Goal of the exercise
Copies of all lines that contain "umbrella" are needed; take them from the data below.

Input data
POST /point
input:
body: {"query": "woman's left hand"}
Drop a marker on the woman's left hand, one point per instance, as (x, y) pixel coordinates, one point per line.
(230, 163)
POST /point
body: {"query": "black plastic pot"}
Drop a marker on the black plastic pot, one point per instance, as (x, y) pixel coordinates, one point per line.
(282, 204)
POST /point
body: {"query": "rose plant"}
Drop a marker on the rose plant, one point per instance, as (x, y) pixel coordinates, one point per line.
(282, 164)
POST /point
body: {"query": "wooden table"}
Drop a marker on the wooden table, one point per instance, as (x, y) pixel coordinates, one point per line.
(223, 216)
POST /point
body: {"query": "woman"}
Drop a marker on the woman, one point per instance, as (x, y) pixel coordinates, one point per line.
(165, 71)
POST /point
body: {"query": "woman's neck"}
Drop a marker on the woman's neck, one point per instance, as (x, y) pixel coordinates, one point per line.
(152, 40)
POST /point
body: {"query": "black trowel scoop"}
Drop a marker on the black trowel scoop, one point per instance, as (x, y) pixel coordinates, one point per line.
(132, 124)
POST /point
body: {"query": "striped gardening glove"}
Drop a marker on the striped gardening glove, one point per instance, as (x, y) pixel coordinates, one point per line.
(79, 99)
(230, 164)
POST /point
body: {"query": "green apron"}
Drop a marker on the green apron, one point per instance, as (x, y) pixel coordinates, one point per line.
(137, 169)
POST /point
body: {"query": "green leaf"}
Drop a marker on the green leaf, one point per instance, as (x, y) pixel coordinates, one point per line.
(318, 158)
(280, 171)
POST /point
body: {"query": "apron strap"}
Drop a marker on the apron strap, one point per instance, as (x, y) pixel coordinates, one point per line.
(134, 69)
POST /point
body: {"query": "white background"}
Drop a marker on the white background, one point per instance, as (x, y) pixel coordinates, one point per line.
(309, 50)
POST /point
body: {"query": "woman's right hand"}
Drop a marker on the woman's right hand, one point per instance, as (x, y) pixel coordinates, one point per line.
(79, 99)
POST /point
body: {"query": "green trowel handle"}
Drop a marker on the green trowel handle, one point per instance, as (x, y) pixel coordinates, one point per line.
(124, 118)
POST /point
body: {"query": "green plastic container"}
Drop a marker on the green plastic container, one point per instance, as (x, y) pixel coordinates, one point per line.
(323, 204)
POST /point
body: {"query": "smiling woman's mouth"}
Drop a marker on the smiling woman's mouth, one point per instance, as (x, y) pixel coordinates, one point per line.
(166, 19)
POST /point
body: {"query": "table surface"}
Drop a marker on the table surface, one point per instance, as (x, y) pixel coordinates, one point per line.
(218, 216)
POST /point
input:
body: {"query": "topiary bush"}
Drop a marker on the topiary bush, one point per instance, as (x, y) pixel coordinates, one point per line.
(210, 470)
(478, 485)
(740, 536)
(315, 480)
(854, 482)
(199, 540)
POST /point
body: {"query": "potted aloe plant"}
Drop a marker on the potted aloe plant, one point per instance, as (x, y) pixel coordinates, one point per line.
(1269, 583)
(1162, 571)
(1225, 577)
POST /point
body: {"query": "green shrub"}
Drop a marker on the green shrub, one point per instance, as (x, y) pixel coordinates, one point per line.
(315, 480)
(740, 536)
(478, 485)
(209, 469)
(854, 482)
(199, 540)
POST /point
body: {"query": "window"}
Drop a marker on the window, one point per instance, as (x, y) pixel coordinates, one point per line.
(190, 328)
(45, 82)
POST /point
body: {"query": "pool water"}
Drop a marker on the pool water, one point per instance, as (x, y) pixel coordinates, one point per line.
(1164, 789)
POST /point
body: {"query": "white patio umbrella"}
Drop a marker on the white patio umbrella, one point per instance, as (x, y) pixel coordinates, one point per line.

The answer
body: {"query": "white patio umbrella"}
Drop a marker on the white patio umbrella, one point per instance, as (x, y) pixel coordinates, one point per line.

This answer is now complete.